What you are asked to do: Copy each line from the records below in which the word "flagstone" is found.

BEGIN

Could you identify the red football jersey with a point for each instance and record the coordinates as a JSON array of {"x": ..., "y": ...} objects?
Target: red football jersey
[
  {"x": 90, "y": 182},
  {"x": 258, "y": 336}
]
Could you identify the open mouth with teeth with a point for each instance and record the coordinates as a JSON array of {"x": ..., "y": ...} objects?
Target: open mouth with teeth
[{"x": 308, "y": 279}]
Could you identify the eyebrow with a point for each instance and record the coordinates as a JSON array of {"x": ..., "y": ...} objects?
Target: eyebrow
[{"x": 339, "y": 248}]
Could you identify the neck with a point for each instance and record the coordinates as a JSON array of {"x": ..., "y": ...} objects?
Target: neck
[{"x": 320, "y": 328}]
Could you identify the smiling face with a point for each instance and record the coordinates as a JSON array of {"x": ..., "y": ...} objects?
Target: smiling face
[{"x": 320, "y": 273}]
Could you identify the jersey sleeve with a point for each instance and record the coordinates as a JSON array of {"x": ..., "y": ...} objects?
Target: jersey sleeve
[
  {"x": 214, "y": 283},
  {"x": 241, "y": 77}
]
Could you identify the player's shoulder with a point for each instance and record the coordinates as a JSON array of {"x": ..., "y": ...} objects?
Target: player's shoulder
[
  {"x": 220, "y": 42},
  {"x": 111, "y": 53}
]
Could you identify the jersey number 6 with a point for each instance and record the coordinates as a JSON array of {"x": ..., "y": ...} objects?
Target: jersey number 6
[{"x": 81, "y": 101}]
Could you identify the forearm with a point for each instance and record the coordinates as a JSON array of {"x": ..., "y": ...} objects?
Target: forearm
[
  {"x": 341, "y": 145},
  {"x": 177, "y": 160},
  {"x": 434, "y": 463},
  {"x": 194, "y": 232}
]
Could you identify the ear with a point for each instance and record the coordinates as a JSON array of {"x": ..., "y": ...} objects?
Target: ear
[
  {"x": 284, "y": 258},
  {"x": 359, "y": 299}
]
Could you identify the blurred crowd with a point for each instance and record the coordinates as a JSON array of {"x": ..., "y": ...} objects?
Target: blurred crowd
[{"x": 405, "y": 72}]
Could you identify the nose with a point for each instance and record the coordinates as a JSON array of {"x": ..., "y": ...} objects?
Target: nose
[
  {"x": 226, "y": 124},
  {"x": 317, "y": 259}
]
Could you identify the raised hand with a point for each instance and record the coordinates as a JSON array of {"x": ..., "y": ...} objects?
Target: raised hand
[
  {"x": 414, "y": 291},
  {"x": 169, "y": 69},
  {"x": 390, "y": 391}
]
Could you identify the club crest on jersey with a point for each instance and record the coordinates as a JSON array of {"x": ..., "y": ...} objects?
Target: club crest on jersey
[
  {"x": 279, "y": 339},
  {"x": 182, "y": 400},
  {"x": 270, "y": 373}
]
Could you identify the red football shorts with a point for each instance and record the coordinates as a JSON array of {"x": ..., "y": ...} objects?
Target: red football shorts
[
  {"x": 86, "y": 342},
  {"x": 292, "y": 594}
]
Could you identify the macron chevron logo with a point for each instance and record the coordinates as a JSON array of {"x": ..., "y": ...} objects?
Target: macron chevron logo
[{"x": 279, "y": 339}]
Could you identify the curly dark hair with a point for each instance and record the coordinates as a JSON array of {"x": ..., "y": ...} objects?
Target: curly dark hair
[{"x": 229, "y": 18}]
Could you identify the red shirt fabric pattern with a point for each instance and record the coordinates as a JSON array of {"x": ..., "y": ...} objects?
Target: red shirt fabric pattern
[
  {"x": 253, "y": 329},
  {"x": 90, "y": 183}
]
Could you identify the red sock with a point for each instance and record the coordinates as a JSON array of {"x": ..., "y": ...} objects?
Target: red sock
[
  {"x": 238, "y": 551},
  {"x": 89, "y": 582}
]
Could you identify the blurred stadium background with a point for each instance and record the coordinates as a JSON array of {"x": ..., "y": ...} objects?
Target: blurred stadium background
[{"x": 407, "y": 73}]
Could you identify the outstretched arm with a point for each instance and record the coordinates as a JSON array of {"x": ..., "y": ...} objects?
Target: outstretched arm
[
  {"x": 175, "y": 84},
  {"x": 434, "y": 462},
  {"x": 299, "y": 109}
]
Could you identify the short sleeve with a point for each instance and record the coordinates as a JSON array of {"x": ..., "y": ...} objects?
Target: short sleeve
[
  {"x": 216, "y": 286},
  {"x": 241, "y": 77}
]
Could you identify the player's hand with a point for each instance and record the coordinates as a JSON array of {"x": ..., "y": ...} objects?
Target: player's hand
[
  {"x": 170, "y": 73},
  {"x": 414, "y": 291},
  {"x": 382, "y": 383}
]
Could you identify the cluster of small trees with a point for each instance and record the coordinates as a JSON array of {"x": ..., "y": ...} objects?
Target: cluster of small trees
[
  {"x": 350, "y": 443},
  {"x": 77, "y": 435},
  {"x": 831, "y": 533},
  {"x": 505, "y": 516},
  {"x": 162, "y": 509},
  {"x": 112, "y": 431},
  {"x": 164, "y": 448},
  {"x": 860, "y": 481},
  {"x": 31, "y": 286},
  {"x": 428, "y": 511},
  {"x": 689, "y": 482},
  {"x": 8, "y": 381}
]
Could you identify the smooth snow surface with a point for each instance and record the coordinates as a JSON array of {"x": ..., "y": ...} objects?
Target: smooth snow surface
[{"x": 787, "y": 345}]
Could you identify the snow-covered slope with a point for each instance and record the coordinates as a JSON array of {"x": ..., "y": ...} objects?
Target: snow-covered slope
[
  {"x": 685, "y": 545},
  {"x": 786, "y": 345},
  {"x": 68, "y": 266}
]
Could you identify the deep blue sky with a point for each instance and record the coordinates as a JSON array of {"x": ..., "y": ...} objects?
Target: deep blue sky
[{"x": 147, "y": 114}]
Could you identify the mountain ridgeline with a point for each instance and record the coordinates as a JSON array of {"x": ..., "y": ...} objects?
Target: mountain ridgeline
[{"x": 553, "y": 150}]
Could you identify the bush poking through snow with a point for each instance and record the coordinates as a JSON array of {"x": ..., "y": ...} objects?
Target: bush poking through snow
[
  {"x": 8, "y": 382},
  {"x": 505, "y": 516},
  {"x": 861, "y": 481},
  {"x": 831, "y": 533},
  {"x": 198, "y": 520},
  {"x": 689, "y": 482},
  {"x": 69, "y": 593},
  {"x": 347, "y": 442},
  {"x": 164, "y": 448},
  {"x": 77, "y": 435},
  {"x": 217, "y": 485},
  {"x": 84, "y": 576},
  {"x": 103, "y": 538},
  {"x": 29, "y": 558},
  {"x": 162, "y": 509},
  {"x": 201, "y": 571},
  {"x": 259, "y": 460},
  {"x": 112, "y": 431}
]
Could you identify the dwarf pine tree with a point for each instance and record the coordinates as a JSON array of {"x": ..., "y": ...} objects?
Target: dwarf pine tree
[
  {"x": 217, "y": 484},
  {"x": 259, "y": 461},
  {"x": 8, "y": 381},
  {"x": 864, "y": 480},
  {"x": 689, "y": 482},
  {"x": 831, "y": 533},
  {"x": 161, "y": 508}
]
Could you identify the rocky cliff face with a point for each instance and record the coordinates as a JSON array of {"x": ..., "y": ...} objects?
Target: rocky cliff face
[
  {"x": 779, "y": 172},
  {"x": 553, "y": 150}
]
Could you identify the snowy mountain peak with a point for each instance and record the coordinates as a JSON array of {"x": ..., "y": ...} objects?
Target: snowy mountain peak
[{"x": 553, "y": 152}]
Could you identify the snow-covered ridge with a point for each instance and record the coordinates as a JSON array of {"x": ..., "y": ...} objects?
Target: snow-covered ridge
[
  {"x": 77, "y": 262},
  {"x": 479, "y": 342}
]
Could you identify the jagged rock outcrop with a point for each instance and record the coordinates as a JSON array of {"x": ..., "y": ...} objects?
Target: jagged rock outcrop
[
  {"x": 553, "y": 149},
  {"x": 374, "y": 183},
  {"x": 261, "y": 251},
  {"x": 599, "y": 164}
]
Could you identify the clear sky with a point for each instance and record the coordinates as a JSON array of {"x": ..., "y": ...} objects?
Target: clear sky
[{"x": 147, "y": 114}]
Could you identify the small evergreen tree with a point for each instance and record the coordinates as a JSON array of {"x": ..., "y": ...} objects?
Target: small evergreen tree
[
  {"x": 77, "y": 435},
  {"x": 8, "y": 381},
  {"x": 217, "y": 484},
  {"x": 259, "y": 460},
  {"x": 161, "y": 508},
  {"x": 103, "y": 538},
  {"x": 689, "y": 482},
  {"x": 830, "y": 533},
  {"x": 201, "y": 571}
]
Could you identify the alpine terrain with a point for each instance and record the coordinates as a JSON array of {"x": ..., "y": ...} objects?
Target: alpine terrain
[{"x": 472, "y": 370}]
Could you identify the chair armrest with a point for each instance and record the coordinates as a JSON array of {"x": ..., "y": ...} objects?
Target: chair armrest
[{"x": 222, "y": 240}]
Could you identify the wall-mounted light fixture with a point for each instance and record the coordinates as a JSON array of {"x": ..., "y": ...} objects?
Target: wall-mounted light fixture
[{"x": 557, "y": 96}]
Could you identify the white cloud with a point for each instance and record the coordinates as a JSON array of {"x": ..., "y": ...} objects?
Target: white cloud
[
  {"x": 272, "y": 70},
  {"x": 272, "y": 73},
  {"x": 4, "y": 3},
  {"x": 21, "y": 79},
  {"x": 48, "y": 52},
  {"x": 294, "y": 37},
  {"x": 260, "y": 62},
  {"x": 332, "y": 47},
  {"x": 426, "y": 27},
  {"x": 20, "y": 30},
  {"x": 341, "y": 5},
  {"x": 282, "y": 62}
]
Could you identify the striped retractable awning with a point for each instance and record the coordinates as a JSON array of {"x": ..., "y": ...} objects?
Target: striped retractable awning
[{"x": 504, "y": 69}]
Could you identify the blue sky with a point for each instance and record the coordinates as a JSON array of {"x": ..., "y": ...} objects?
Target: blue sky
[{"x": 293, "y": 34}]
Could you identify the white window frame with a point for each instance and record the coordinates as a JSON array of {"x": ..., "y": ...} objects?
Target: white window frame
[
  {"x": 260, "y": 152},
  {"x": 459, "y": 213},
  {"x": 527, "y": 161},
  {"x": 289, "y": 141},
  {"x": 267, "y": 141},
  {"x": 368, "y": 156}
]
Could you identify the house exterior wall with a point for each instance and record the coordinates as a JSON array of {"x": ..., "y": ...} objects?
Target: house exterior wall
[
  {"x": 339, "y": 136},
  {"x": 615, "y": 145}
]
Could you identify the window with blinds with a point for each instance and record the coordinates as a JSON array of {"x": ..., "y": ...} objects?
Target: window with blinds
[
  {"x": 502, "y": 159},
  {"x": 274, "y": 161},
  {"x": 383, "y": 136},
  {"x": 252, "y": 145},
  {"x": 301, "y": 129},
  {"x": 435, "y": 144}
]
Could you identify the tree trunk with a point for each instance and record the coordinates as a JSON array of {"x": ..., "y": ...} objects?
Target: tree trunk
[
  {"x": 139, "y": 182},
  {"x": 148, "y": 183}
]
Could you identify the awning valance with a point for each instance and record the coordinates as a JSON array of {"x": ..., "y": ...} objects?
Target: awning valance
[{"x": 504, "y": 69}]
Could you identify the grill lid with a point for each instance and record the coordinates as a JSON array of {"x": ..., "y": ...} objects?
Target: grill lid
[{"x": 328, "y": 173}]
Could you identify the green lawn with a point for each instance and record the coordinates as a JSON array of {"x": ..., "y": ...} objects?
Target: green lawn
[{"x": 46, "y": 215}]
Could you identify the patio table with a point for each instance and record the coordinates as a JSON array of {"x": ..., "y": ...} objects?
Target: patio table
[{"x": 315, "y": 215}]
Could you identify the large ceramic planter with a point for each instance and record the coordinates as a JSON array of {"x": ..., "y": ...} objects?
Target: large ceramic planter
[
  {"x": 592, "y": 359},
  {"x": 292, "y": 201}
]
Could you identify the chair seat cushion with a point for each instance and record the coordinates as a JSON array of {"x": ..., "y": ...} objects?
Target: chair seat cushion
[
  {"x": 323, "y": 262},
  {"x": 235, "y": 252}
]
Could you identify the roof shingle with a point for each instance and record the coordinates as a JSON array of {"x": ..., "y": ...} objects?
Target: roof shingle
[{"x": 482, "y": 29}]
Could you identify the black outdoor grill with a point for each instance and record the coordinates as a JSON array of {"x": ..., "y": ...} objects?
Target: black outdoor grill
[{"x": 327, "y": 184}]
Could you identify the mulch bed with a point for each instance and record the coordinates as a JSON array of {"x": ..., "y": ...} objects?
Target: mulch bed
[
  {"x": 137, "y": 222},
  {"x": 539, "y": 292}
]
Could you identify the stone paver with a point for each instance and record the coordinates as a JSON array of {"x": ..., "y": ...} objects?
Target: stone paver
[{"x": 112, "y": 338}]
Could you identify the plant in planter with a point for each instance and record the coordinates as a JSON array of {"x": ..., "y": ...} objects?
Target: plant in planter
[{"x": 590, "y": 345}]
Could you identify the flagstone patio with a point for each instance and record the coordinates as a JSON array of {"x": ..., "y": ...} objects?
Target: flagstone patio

END

Completed exercise:
Could you identify the flagstone patio with a point for each instance and record the coordinates as a JSON array of {"x": ..., "y": ...} objects?
Target: flagstone patio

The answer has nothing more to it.